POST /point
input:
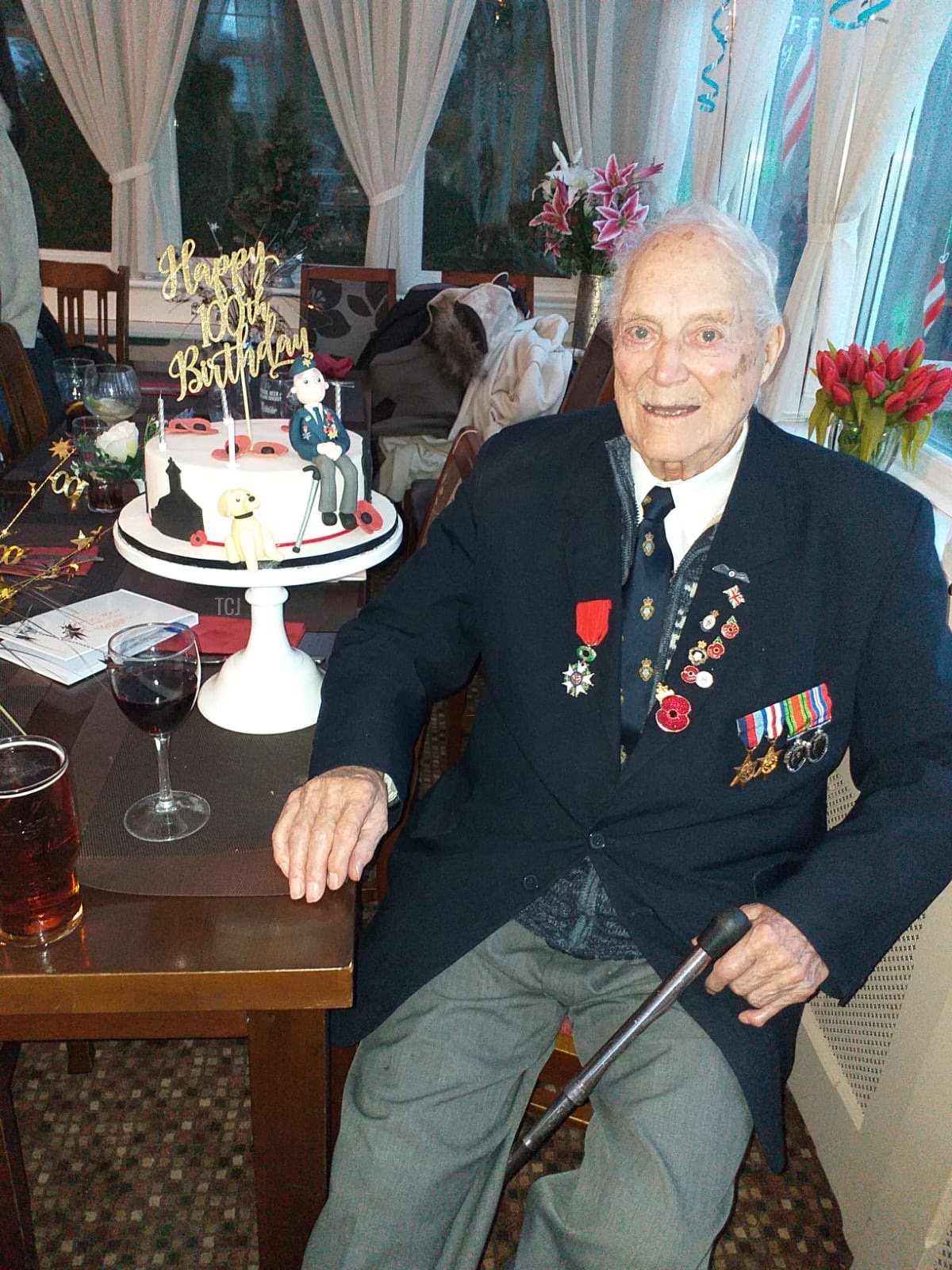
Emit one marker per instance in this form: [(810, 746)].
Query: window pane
[(780, 214), (493, 143), (258, 152), (71, 194), (922, 237)]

———

## WHAT YOU HAVE TO DO
Repeat the data above exactly, leaving out any pictures it holds.

## OUTPUT
POST /point
input:
Emit one marker per instance in this form: [(810, 746)].
Query: window pane
[(780, 214), (493, 143), (258, 152), (71, 194), (922, 237)]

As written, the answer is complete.